## AIM
Show every line of the entries below that contains the word "water".

## DATA SHOWN
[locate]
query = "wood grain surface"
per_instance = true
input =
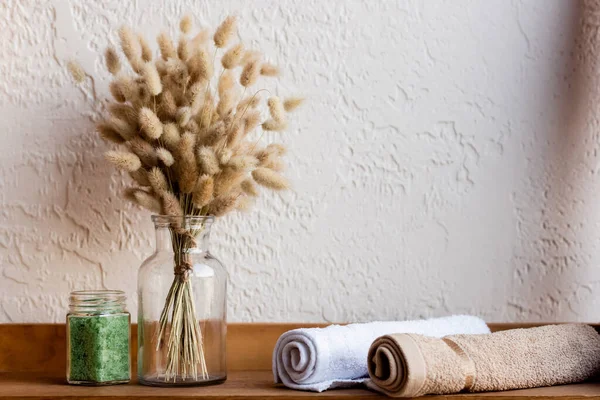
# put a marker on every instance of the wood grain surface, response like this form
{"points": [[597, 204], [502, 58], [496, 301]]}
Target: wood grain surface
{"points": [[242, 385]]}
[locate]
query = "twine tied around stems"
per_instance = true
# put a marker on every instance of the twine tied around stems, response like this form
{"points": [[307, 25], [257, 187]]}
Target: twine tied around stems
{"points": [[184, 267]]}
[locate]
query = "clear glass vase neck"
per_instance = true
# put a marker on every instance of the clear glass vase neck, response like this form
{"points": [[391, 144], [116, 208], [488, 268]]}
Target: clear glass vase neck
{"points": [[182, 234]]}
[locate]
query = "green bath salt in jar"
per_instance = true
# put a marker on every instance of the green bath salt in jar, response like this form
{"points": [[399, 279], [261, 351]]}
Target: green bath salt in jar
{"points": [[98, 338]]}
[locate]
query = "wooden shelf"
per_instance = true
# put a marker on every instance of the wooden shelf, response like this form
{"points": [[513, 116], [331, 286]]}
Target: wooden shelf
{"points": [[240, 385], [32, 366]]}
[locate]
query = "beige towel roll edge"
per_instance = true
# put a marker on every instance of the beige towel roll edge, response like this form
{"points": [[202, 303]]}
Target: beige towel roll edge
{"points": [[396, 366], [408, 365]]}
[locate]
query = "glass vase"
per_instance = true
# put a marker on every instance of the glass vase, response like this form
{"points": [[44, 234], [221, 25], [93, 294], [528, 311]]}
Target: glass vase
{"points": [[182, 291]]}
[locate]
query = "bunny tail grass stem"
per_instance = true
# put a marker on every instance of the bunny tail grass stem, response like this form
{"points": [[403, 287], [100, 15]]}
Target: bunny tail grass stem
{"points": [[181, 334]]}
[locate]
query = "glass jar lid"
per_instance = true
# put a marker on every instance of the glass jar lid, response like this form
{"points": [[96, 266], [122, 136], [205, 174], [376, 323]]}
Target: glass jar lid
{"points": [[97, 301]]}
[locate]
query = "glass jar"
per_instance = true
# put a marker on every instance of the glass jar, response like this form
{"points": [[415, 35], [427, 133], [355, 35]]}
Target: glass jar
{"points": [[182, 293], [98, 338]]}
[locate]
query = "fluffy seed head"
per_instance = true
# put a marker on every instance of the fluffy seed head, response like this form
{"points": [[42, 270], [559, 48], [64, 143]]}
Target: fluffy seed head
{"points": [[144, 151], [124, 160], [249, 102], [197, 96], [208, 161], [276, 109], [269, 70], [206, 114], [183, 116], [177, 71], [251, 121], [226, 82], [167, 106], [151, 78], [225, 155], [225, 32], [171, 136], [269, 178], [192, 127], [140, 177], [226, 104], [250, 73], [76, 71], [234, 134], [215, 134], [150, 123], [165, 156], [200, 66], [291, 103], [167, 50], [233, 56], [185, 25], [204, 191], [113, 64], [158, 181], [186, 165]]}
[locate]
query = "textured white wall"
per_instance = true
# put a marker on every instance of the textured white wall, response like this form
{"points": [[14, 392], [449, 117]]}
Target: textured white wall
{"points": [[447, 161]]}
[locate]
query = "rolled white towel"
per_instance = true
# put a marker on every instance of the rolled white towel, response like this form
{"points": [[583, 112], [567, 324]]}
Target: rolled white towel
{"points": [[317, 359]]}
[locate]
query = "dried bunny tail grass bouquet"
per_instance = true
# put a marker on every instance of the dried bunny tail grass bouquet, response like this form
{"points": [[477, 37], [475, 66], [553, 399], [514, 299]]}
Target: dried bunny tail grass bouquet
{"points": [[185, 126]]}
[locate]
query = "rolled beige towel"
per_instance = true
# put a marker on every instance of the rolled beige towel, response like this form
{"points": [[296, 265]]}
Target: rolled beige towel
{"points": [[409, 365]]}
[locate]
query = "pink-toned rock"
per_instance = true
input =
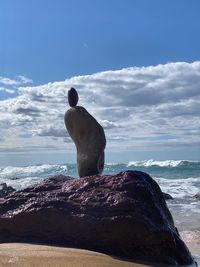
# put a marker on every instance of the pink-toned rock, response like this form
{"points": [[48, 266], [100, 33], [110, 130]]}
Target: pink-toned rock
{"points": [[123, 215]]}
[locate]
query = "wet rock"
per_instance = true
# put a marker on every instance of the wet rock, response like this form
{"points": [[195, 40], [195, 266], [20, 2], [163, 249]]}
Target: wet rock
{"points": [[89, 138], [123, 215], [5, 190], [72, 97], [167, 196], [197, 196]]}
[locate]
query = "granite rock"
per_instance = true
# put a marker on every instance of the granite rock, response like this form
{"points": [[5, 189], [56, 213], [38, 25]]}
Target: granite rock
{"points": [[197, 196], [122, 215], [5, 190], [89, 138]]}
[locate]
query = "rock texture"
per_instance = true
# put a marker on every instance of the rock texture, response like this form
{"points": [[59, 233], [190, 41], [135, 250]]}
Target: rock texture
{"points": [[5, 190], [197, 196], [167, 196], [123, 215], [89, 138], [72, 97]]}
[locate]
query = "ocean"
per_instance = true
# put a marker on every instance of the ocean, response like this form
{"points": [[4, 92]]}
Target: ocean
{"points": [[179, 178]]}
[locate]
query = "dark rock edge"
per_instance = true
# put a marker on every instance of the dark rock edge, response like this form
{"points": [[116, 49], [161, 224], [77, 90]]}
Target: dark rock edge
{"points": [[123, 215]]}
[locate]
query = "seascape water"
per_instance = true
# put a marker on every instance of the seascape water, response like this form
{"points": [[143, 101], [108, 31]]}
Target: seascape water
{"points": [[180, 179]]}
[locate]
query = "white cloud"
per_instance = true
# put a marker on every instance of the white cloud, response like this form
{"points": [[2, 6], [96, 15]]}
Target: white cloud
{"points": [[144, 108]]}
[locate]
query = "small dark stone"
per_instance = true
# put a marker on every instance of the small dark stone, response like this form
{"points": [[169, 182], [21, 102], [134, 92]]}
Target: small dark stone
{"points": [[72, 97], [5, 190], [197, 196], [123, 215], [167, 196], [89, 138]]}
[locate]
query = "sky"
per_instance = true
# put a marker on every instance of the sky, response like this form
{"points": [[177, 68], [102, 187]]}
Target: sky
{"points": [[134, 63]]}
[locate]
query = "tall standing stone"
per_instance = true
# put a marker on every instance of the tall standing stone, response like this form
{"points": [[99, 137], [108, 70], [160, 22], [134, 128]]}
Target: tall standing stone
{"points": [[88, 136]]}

## SOLUTION TO THIS EXERCISE
query = "seascape water"
# put a marker on every instance of the seascape water, response like this form
Target: seascape water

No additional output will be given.